[Opening Data for analysis section]

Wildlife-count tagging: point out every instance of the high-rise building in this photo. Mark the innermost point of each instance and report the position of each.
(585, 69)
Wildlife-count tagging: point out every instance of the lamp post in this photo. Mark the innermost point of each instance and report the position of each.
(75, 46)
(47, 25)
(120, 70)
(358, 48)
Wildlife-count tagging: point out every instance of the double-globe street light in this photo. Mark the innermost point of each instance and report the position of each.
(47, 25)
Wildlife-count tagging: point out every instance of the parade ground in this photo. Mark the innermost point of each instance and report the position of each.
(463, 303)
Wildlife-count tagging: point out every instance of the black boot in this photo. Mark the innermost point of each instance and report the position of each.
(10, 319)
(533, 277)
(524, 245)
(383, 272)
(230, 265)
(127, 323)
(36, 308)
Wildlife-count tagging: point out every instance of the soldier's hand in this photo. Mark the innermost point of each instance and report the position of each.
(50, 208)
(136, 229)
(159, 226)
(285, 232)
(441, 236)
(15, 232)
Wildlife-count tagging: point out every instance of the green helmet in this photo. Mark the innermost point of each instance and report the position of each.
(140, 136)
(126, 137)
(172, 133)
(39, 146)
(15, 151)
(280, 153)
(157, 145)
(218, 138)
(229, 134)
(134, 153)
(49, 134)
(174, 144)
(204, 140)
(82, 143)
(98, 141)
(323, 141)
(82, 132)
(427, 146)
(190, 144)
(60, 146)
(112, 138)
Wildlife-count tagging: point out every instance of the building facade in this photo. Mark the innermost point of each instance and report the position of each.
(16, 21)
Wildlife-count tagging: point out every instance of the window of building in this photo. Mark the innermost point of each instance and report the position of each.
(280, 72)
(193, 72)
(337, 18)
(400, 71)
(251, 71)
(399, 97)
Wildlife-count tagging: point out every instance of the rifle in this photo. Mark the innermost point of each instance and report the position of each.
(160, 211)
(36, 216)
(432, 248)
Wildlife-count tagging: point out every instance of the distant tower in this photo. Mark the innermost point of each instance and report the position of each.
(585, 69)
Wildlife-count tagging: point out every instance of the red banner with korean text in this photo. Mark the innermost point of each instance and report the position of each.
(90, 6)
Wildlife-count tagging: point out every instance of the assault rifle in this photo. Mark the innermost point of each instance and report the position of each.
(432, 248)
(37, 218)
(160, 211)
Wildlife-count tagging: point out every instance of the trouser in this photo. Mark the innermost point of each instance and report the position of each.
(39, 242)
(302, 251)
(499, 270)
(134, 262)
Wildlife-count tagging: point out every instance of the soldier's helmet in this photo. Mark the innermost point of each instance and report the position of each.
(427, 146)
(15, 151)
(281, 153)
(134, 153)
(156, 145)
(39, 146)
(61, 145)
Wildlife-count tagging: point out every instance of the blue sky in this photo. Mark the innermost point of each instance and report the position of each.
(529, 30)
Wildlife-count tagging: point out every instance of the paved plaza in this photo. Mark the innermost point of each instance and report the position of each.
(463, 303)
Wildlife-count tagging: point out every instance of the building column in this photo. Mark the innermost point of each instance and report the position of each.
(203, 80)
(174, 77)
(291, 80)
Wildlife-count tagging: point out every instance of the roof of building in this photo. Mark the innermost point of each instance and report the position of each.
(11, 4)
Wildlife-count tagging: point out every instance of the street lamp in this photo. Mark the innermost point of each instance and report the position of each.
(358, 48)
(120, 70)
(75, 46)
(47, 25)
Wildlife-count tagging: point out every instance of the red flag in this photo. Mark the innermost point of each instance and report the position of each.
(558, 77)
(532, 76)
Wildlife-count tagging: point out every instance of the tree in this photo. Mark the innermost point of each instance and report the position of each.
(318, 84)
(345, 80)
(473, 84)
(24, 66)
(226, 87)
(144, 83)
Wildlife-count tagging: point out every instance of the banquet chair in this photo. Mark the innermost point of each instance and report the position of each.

[Closing Data for analysis section]

> **Work to complete**:
Transcribe all of the data exactly, leaving no line out.

> **Result for this exercise**:
Wildlife-count tagging: point out every instance of the high-rise building in this photo. Mark the innermost point of each instance and report the position of each.
(585, 69)
Wildlife-count tagging: point out every instance of the lamp post in this photo. Mark the innermost point of each instance and report the position of each.
(75, 46)
(47, 25)
(120, 70)
(358, 48)
Wildlife-count tagging: point out every instance of the double-globe street light in this photo. Mark the innermost point of each instance and report the position of each.
(47, 25)
Wildlife-count tagging: point out every instance of the parade ground in this photo. Mark the innermost point of each instance and report the position of each.
(463, 303)
Wildlife-count tagging: point out every instance of the black boot in this photo. Mark the innermost point of each instance and report the position of each.
(10, 319)
(533, 277)
(524, 245)
(383, 272)
(230, 265)
(127, 323)
(36, 308)
Wildlife-count tagging: point out every instance of the soldier's hand in this photo. Mark the innermost point of each instance and report the position of each.
(50, 208)
(136, 229)
(159, 226)
(285, 232)
(441, 236)
(15, 232)
Wildlife-count tagging: point out every instance of the green helmet in this photo. Mark the innermost point of each instance and report the position of each.
(140, 136)
(126, 137)
(172, 133)
(39, 146)
(15, 151)
(280, 153)
(157, 145)
(218, 138)
(229, 134)
(134, 153)
(49, 134)
(174, 144)
(204, 140)
(82, 143)
(98, 141)
(323, 141)
(82, 132)
(427, 146)
(190, 144)
(60, 146)
(112, 138)
Wildlife-count tagging: point out every instance of the building facade in this photo. Mark the innermost point of each instance and report the position of each.
(16, 21)
Wildlife-count tagging: point out every instance of the window of building in this photo. Mark the innermost point of each instance and report the position of each.
(280, 72)
(193, 72)
(337, 18)
(400, 71)
(251, 71)
(399, 97)
Wildlife-count tagging: point out every instance of the rifle in this photo. Mark the innermost point of each instance and report the position of each.
(160, 211)
(36, 216)
(432, 248)
Wildlife-count tagging: point out every instance of the distant tower in this photo. Mark the innermost point of each instance and report the position of each.
(585, 69)
Wildlife-count tagging: point out every instance of the red banner with korean text in this photo. Mark the innermost point of each instance and report the position of each.
(90, 6)
Wildlife-count tagging: point out every instance of the assault rifle in this photo. Mark the innermost point of each instance and report the position of each.
(432, 248)
(37, 218)
(160, 211)
Wildlife-count tagging: point out every instance of the trouser in this photo. Mark the innermost point of each instance and report the position of each.
(39, 242)
(302, 251)
(499, 270)
(134, 262)
Wildlife-count tagging: point out every instance of the soldier's helmet in this photo. Mark the innermost point of each instance and report the position of each.
(427, 146)
(15, 151)
(281, 153)
(134, 153)
(156, 145)
(39, 146)
(61, 145)
Wildlife-count tagging: point out every instance of the blue sky in this photo. Mark the innermost point of each instance and report the position of each.
(529, 30)
Wildlife-count tagging: point out every instance of the paved plaza in this photo. Mark the innermost point of each instance and report the position of each.
(463, 303)
Wildlife-count tagging: point out every instance of the building column in this photo. Mark the innermost point of each instance and report the position of each.
(203, 80)
(174, 77)
(291, 80)
Wildlife-count tagging: point out every instance of the roof of building in this photo. Mark the innermost point of each instance and report the position of each.
(11, 4)
Wildlife-count tagging: point out every instance of the street lamp in this photo. Mark the innermost point of each instance and report the position of each.
(358, 48)
(120, 70)
(75, 46)
(47, 25)
Wildlife-count tagging: point out every instance of the red flag in this photo. Mark the innermost point of each instance and report the position of each.
(558, 77)
(532, 76)
Wildlife-count tagging: point out every instance of the tree in this photo. Mark the innermost point of each instance and report the position of each.
(318, 84)
(345, 80)
(473, 84)
(24, 66)
(226, 87)
(144, 83)
Wildlife-count tagging: point out every instance of the banquet chair in this photo. Mark the innermost point of each instance and report the position of each.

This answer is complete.